▶ [TEXT]:

______________________________

Pensioners on low incomes and in receipt of Attendance Allowance can qualify for an additional amount in Pension Credit, providing they meet the other eligibility criteria.
In making a decision on Winter Fuel Payment eligibility, the government had regard to the equality analysis in line with the Public Sector Equality Duty requirements.
The Government estimates that linking entitlement to receipt of Pension Credit and other relevant DWP income-related benefits will reduce expenditure by around £1.4 billion in 2024/25 and £1.5bn in 2025/26.
The responsibility to make a claim to Pension Credit is with individuals, and we can only encourage them to apply. We encourage all pensioners who may be eligible for Pension Credit to use the Pension Credit Calculator to check eligibility and to use our online Pension Credit claims process, via telephone or paper claims.
The Government is determined to ensure that the poorest pensioners get the support they need. As part of Pension Credit Week of Action, we joined forces with national charities, broadcasters and local authorities to encourage pensioners to check their eligibility and make a claim.
From 16 September, we will be running a national marketing campaign on a range of channels. The campaign will target potential pension-age customers, as well as friends and family who can encourage and support them to apply.
Our future campaign messaging will also focus on encouraging pensioners to apply for Pension Credit before the 21 December 2024, which is the last date for making a successful backdated claim for Pension Credit in order to receive a Winter Fuel Payment.
We will work with external partners, local authorities and the Devolved Governments to boost the take-up of Pension Credit.
The latest available take-up estimates Income-related benefits: estimates of take-up: financial year ending 2022 - GOV.UK (www.gov.uk) cover the financial year 2021/2022 and suggest an overall Pension Credit take-up rate of 63%. The next take-up estimates covering the financial year 2022/2023 are due to be published in October.
The department will deliver this year’s winter fuel payments within the existing planned headcount and budget. This is due to linking eligibility to Winter Fuel with existing means tested benefits rather than means testing Winter Fuel separately.
In terms of administrative costs, in 2022/23 the Department for Work and Pensions spent £2.6m on the administration of Winter Fuel Payments. It is currently assessing the delivery costs current and future years.
The savings were estimated in Fixing the Foundations as Annually Managed Expenditure (AME) Winter Fuel Payments (WFP) savings of £1.4bn, for 2024/2025, for Great Britain. These included an assumption about increased take-up of Pension Credit which is in line with the highest levels it has achieved historically. WFPs are classified as AME. Estimated savings are sensitive to forecasted take up of Pension Credit. Final savings will be certified and published by the Office for Budget responsibility at the Autumn Budget on the 30th October Budget, taking account of any behavioural response.
The estimated total cost if all people eligible for Pension Credit claimed is around £7.6 billion, for Financial Year Ending (FYE) 2022, for Great Britain.
This has been calculated by adding the benefit expenditure for Pension Credit for 2021/2022 (Pension Credit claimed by eligible pensioners) and the estimate of pension credit unclaimed by eligible pensioners in FYE 2022.
As published in DWP Pension Credit Take-up statistics, an estimate of up to 880,000 families who were entitled to receive PC did not claim the benefit, and the estimate of Pension Credit unclaimed by eligible pensioners in FYE 2022 is £2.1 billion. The pension credit expenditure was an estimated £5.5 billion in 2021/2022.

______________________________

▶ [RECORDS PROVIDED]:
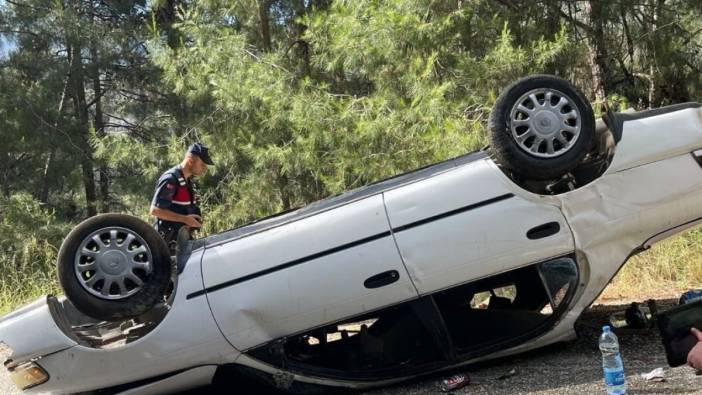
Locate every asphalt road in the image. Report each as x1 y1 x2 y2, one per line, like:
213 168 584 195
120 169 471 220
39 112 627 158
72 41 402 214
0 305 702 395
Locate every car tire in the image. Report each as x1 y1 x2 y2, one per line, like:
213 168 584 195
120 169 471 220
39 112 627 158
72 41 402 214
488 75 595 181
57 214 174 321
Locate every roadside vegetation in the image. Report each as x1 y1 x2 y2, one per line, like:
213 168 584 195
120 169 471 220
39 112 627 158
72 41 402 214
0 0 702 313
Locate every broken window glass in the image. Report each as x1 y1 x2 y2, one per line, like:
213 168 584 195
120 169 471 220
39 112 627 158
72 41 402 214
252 302 442 377
434 258 577 352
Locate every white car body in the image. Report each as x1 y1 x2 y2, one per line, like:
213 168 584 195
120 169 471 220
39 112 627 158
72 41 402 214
0 105 702 394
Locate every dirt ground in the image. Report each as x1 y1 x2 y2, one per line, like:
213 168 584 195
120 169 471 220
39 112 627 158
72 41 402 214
364 300 702 395
0 300 702 395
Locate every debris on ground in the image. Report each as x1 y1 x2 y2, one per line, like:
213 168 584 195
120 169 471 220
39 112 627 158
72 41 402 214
497 369 517 380
641 368 665 383
441 373 470 392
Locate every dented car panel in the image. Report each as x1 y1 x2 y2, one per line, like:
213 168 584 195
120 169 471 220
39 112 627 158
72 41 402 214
10 249 239 394
385 160 574 294
0 296 76 366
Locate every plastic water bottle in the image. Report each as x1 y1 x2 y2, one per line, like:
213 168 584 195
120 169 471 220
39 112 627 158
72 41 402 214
600 325 626 395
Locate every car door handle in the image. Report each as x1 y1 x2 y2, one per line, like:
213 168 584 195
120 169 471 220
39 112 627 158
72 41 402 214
527 222 561 240
363 270 400 289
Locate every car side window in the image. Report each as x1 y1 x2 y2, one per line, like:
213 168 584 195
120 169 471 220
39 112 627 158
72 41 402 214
434 258 578 353
250 301 442 378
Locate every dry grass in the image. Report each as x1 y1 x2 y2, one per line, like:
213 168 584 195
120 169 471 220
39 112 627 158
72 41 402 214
598 229 702 302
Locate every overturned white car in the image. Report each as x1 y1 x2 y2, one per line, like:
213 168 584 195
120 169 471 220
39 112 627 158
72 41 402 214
0 76 702 394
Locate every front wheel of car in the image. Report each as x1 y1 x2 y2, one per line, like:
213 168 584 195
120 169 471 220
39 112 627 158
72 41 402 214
57 214 172 321
488 75 595 180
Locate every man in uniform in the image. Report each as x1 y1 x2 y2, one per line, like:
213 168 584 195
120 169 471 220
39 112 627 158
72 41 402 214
149 143 214 255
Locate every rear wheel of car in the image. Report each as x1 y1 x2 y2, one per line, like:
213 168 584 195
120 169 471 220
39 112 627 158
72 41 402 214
488 75 595 180
58 214 173 321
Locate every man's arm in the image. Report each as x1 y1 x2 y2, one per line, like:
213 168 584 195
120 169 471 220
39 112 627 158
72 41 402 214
149 206 202 228
687 328 702 370
149 177 202 228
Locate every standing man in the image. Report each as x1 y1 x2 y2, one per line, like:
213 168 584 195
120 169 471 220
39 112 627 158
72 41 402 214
149 143 214 255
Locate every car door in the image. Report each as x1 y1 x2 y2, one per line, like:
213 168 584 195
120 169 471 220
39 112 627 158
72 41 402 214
197 195 417 351
384 159 574 295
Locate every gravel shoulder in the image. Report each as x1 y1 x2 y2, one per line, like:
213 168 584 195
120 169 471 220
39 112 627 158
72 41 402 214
0 300 702 395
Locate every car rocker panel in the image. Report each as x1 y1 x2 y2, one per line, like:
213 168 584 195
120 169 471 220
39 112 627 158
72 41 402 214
199 195 417 351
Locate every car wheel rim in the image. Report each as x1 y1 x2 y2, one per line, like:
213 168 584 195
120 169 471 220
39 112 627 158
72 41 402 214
509 88 582 158
74 227 153 300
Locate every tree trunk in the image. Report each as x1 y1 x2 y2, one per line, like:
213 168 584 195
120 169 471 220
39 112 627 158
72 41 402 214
256 0 271 52
585 0 609 103
90 45 110 213
39 70 71 204
71 44 97 217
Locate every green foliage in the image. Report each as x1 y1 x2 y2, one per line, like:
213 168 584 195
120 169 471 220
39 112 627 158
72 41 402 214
0 0 702 314
0 193 70 314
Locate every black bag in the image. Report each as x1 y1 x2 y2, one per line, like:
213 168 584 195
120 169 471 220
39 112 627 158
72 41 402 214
656 300 702 367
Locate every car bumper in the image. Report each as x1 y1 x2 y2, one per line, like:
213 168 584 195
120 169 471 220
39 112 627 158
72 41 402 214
0 296 77 389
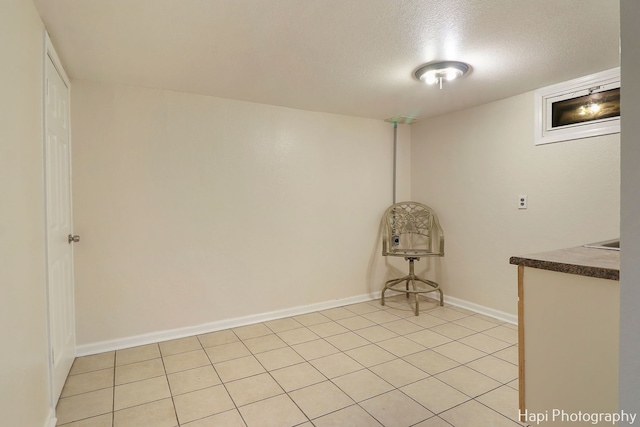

______________________________

▶ [YOUR TASKS]:
1. Print the passage of the Pension Credit text between "The latest available" and "and future years.", inclusive.
2. Answer these from the Pension Credit text:
(a) What overall Pension Credit take-up rate do the estimates for 2021/2022 suggest?
(b) How much did the Department for Work and Pensions spend on administering Winter Fuel Payments in 2022/23?
(c) What is the last date for making a successful backdated Pension Credit claim in order to receive a Winter Fuel Payment?

▶ [OUTPUTS FOR THE TASKS]:
1.
The latest available take-up estimates Income-related benefits: estimates of take-up: financial year ending 2022 - GOV.UK (www.gov.uk) cover the financial year 2021/2022 and suggest an overall Pension Credit take-up rate of 63%. The next take-up estimates covering the financial year 2022/2023 are due to be published in October.
The department will deliver this year’s winter fuel payments within the existing planned headcount and budget. This is due to linking eligibility to Winter Fuel with existing means tested benefits rather than means testing Winter Fuel separately.
In terms of administrative costs, in 2022/23 the Department for Work and Pensions spent £2.6m on the administration of Winter Fuel Payments. It is currently assessing the delivery costs current and future years.

2.
(a) 63%
(b) £2.6m
(c) 21 December 2024